*PROBLEM DESCRIPTION*. Set down all of the data exactly as it appears.

*Object location annotation data*.
────────────────────

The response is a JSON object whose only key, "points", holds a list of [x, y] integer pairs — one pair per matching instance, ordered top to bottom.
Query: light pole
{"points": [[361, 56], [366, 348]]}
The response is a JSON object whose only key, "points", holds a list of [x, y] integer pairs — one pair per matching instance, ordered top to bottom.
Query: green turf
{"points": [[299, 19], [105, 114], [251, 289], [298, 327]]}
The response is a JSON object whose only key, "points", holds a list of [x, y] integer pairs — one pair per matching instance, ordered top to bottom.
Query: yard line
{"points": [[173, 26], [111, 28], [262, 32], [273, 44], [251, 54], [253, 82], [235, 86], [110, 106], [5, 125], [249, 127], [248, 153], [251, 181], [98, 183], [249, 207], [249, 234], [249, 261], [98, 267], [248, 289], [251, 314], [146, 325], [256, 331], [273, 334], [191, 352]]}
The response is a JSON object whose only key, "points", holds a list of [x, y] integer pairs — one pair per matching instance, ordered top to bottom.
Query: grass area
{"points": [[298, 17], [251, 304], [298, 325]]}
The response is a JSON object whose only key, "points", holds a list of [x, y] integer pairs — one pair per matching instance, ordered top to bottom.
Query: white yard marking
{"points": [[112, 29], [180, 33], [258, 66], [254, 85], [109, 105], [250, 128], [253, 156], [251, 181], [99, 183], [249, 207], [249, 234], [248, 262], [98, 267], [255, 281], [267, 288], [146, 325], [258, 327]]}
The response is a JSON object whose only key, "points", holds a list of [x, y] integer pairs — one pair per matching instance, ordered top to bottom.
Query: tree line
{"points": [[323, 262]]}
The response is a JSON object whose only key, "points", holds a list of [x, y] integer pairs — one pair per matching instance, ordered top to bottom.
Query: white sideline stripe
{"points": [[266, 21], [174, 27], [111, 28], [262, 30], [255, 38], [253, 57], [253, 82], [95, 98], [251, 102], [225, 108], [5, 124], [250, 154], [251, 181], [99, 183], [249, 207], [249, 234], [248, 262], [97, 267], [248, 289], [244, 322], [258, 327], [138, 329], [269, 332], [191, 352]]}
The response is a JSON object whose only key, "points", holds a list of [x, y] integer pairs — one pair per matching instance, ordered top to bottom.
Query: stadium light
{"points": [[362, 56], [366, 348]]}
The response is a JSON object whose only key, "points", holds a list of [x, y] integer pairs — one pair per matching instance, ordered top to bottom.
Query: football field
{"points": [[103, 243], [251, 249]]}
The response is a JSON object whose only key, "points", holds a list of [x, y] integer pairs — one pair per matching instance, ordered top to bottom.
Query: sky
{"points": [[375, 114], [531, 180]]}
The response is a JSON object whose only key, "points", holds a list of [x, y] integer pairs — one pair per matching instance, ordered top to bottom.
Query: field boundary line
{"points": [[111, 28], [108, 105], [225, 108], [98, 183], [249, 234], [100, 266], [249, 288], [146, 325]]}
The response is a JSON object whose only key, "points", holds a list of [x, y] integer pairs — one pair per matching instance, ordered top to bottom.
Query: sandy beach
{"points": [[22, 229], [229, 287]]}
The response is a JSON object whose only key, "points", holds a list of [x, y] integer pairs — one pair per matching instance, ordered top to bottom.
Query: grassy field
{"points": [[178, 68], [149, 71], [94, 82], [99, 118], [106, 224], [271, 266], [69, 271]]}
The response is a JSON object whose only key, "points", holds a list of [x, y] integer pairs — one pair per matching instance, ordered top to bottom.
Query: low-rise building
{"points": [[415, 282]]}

────────────────────

*CORRECT ANSWER*.
The response is a JSON object whose only key, "points", holds a list of [x, y] integer pairs — one pair per matching instance, ordered top to bottom.
Query: light pole
{"points": [[361, 56], [366, 348]]}
The response is a JSON object whose only key, "points", holds a list of [x, y] integer pairs — one pair per matching instance, ordered top to bottom.
Query: green turf
{"points": [[299, 19], [105, 114], [251, 289], [298, 327]]}
The response is a JSON object whose only key, "points", holds a list of [x, y] integer pairs — one pair per matching instance, ordered top to bottom.
Query: yard line
{"points": [[173, 26], [111, 28], [262, 32], [273, 44], [251, 54], [253, 82], [235, 86], [110, 106], [5, 125], [249, 127], [248, 153], [251, 181], [98, 183], [249, 207], [249, 234], [249, 261], [98, 267], [248, 289], [251, 314], [146, 325], [256, 331], [273, 334], [191, 352]]}
The response is a JSON object whose only key, "points", holds a list of [x, y] integer pairs — one pair per matching instance, ordered top to bottom.
Query: grass area
{"points": [[298, 17], [251, 304], [298, 325]]}
The response is a JSON object whose only key, "points", holds a list of [x, y] integer pairs — one pair per matching instance, ordered top to bottom.
Query: white yard marking
{"points": [[112, 29], [180, 33], [258, 66], [254, 85], [109, 105], [250, 128], [253, 156], [251, 181], [99, 183], [249, 207], [249, 234], [248, 262], [98, 267], [255, 281], [267, 288], [146, 325], [258, 327]]}
The response is a JSON object whose only key, "points", holds a list of [x, y] integer pairs — one pair per matching instance, ordered top to bottom.
Query: tree line
{"points": [[323, 262]]}
The response is a JSON object whose only key, "points", holds a list of [x, y] integer pairs — one pair per matching instance, ordered top to bottom.
Query: white sideline stripe
{"points": [[266, 21], [174, 27], [111, 28], [262, 30], [255, 38], [253, 57], [253, 82], [95, 98], [251, 102], [225, 108], [5, 124], [250, 154], [251, 181], [99, 183], [249, 207], [249, 234], [248, 262], [97, 267], [248, 289], [244, 322], [258, 327], [138, 329], [269, 332], [191, 352]]}
The response is a JSON object whose only key, "points", holds a list of [x, y] integer pairs — one pair per matching instance, ordered top to bottom.
Query: stadium light
{"points": [[362, 56], [366, 348]]}
The response is a JSON object whose only key, "points", holds a list of [x, y] integer pairs — one pair per matching instance, ordered top to bottom.
Query: football field
{"points": [[103, 243], [251, 249]]}
The response is a JSON object whose only key, "points", holds a list of [x, y] integer pairs — one pair per matching instance, ordered top to bottom.
Query: sky
{"points": [[375, 114], [531, 180]]}
The response is a JSON object whose only key, "points", holds a list of [x, y] integer pairs — one pair per matching instance, ordered top to bottom.
Query: field boundary line
{"points": [[111, 28], [108, 105], [225, 108], [98, 183], [249, 234], [100, 266], [249, 288], [146, 325]]}
The response is a JSON object whose only key, "points", holds a list of [x, y] integer pairs — one pair per matching instance, ordered top to bottom.
Query: sandy beach
{"points": [[22, 229], [229, 287]]}
The response is a JSON object whose only key, "points", holds a list of [x, y] integer pairs — one pair per matching instance, ordered top to bottom.
Query: grassy field
{"points": [[178, 68], [149, 71], [94, 82], [99, 118], [106, 224], [271, 266], [69, 271]]}
The response is a JSON object whose only key, "points", holds a list of [x, y] integer pairs — one pair per matching instance, ordered top to bottom.
Query: low-rise building
{"points": [[415, 282]]}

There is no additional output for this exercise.